Count the lines in the records below that contain the string "those" with matching case, and reply with only that number.

Data shown →
* Begin *
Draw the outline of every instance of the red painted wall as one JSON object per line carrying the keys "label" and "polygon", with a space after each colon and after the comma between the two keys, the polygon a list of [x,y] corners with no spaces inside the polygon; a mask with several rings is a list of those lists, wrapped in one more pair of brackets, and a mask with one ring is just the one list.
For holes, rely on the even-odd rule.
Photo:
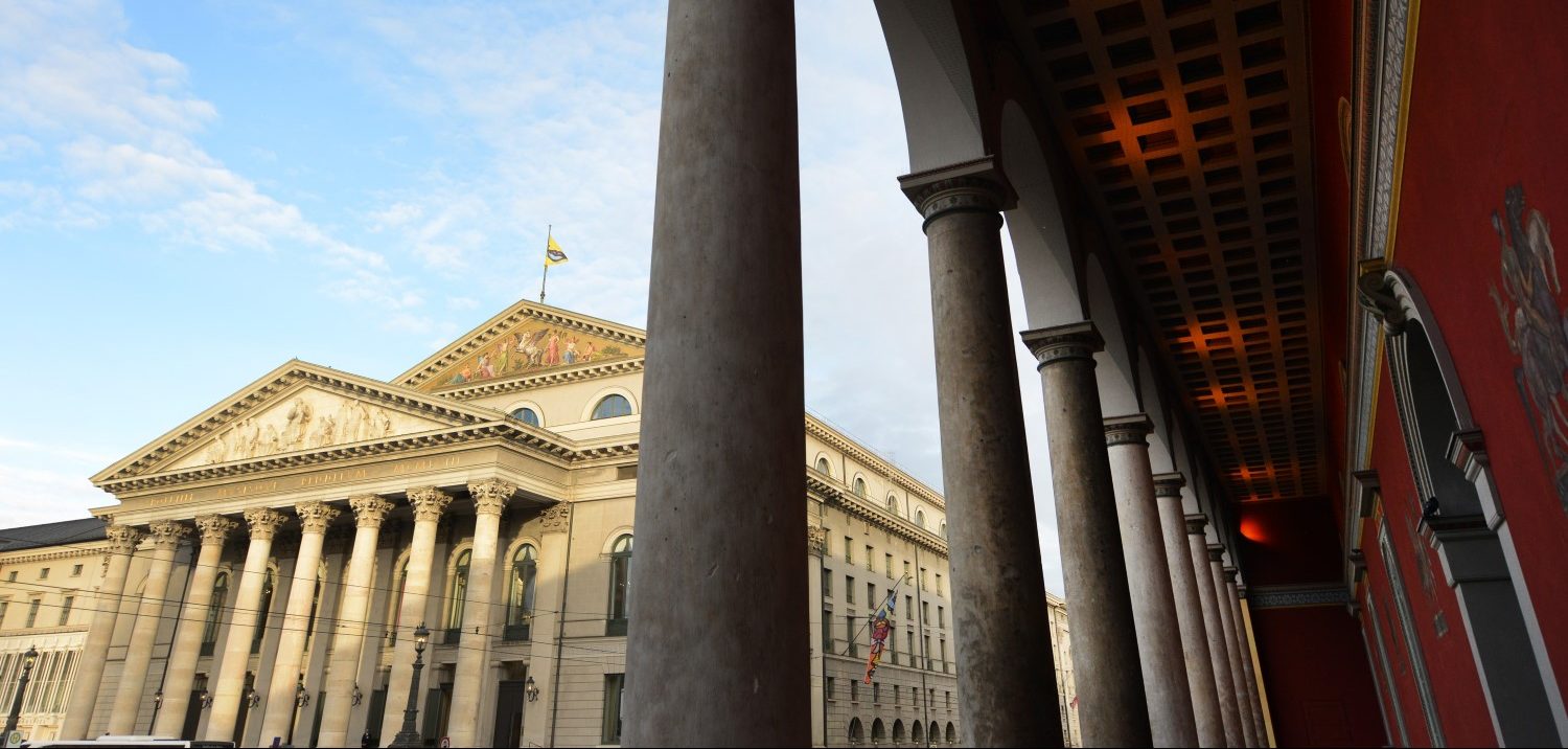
* End *
* Begin *
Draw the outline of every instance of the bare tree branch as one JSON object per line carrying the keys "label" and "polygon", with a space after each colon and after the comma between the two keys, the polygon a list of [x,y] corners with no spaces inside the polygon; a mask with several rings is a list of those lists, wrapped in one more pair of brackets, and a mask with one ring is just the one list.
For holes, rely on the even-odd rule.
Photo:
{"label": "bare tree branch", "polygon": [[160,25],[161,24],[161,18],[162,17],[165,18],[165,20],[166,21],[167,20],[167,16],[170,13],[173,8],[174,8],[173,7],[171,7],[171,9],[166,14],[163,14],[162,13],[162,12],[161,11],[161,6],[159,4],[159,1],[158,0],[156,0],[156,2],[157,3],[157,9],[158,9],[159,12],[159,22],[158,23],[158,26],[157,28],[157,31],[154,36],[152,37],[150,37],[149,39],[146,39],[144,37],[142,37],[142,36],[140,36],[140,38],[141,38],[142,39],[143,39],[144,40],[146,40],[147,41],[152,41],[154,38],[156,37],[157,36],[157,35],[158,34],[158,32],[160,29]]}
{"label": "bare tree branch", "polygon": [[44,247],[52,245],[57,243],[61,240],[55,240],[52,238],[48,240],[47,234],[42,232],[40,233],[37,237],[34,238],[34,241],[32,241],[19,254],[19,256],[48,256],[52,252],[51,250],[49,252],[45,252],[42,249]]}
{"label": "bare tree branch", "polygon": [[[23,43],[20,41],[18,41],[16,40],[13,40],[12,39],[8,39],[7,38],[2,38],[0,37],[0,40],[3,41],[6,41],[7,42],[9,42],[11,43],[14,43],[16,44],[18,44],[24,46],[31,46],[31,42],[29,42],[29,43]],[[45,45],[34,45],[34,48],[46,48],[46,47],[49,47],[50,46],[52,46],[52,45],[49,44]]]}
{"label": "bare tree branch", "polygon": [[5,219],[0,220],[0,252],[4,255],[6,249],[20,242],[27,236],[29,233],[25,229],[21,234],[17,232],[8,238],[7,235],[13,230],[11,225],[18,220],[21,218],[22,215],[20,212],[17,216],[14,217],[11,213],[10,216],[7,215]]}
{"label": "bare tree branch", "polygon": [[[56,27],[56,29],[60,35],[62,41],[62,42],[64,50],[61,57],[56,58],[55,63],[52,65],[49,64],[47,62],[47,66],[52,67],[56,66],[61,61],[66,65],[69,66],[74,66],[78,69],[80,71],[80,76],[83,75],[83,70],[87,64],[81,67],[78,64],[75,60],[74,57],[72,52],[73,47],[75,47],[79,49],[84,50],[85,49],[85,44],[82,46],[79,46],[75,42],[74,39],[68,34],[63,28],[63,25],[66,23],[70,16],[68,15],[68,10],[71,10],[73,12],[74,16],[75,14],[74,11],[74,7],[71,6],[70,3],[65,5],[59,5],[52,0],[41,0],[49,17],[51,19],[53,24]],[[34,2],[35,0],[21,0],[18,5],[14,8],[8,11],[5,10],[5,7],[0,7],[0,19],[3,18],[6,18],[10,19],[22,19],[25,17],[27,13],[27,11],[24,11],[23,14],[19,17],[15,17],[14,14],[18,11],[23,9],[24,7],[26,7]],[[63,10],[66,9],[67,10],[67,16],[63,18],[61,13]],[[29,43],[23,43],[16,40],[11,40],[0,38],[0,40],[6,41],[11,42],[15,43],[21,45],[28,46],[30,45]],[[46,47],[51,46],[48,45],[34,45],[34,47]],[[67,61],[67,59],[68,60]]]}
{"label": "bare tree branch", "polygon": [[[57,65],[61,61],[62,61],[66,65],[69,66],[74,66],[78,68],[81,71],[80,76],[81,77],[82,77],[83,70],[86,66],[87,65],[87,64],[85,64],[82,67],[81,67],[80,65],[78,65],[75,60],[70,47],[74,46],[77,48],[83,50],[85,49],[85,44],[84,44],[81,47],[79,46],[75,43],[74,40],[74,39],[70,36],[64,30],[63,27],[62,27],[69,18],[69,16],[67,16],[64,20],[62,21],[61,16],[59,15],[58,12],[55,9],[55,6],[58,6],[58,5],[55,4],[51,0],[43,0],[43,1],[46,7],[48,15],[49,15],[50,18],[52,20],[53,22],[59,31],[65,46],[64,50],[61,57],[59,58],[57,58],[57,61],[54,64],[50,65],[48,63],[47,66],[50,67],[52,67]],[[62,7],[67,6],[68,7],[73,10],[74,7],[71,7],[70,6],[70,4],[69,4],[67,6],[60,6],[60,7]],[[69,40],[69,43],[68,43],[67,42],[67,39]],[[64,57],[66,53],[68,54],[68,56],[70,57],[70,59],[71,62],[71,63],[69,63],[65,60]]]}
* End *
Response to this exercise → 2